**What you need to do**
• 1. Answer these questions using the passage on the earthquakes in Turkey.
(a) At what local time did the first earthquake hit?
(b) Which province did Turkey's biggest earthquake devastate, and in what year?
(c) In English, what did rescue teams call out after the August 17 earthquake?
• 2. Extend the passage on the earthquakes in Turkey, picking up after its final sentence.

**Text passage**
▬▬▬▬▬▬▬▬▬▬
Story picture: Disaster and an icy night to follow for survivors stranded in the open (Credit: T24).

Along with the thousands of deaths confirmed so far are thousands of people with serious injuries with no access to medical aid. Then there are the thousands still trapped under debris, calling for help on their mobile phones.

The first earthquake hit at 01:17 local time. The epicentre was somewhere in the vicinity of the Kahramanmaras and Gaziantep provinces. The quake had a magnitude of 7.7-7.8, making it Turkey’s second or third largest earthquake in recorded history going back to the start of the 1900s.

The biggest earthquake in Turkey, with a 7.9 magnitude, devastated the eastern Erzincan province in 1939. The indications are that the first earthquake of the February 6 pair may turn out to be bigger than the 7.8 magnitude recorded in August 17, 1999, in Kocaeli neighbouring Istanbul.

August 17 is a well-known date in Turkey. The local TV channels were on air and the call of the rescue teams became engraved in the minds of all Turks: “Sesimi duyan var mi?” (“Does anyone hear me?”).

February 6 will almost certainly have the same chilling ring to it in the coming decades. And, note that in the days that followed that tragic August 17, everyone was able to sleep outside in the kind weather. Kocaeli was also a central location, easy to access for search and rescue teams and those bringing humanitarian aid.
▬▬▬▬▬▬▬▬▬▬
**The data**
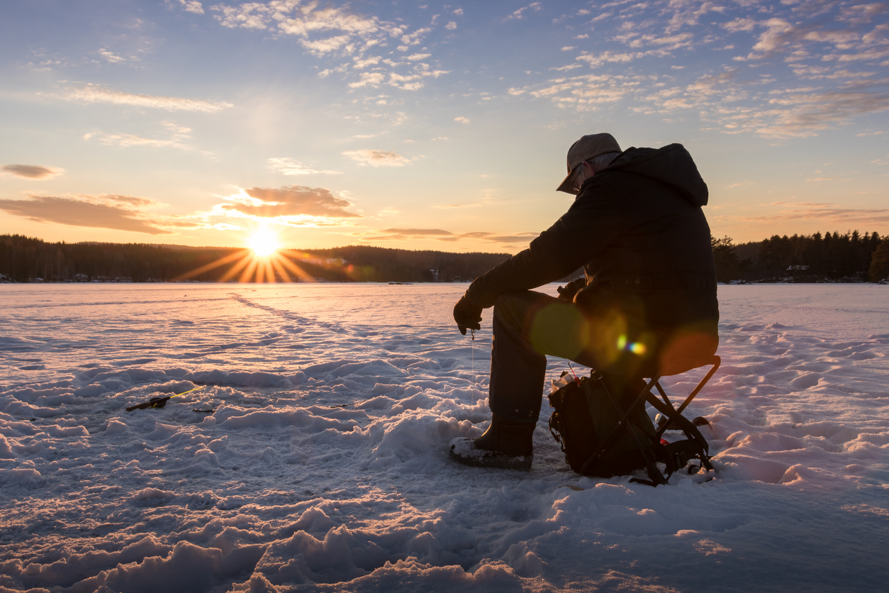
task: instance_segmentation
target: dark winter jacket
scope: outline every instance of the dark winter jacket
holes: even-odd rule
[[[573,204],[528,249],[476,279],[467,295],[491,307],[502,292],[554,282],[583,266],[575,302],[637,331],[694,333],[716,350],[716,268],[701,207],[707,185],[681,144],[629,148],[588,179]]]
▬▬▬▬▬▬▬▬▬▬
**Answers for the exercise**
• 1.
(a) 01:17
(b) Erzincan, in 1939
(c) "Does anyone hear me?"

• 2.
Image: Much of Turkey is enclosed by three major earthquake lines (while there are many multi-stranded minor lines on the major lines), namely the Eastern Anatolia Earthquake Line, the Northern Anatolia Earthquake Line and the Western Anatolia Earthquake Line.

Image: Currently, the Eastern Anatolia Earthquake Line is active.  

Since the first earthquake hit in the early hours of February 6, the aftershocks have continued, while the second earthquake, another giant, arrived in mid-morning with a 7.5 magnitude at 10:24 local time. The epicentre was in Kahramanmaras but this quake was on a different earthquake line to the first.

The second quake will be registered as the fourth, fifth or sixth largest earthquake in Turkey’s recorded history.

Turks are very much earthquake experts but for those who are not familiar with these monsters is should be noted that the magnitude scale does not proportionally represent the strength of the earthquake in question. For instance, 7.00 magnitude is not one unit or 16% stronger than 6.00 magnitude, it is 10 times or 1,000% stronger.

The two earthquakes hit 11 provinces that host 14mn people, including Adana (2.3mn), Gaziantep (2.2mn), Sanliurfa (2.2mn), Diyarbakir (1.8mn), Hatay (1.7mn), Kahramanmaras (1.2mn), Malatya (0.8mn), Adiyaman (0.6mn), Osmaniye (0.6mn), Hakkari (0.3mn) and Kilis (0.2mn).

Maras and Hatay were in a particularly bad situation.

The tremors were felt as far away as Egypt, Lebanon, Cyprus and Iraq. In Syria, there were also thousands of casualties.

As the rescue teams went to work, Turkey’s government could do little but go through the motions. It held some press conferences and accepted phone calls for condolences. It declared seven days of national mourning. Mosques were relaying funeral prayers through megaphones. Some of those under debris at the point of death may have found themselves listening to funeral prayers rather than the "Sesimi duyan var mi?" calls of the rescue teams.

Photo: Turkey’s president, Recep Tayyip Erdogan, holds a press conference.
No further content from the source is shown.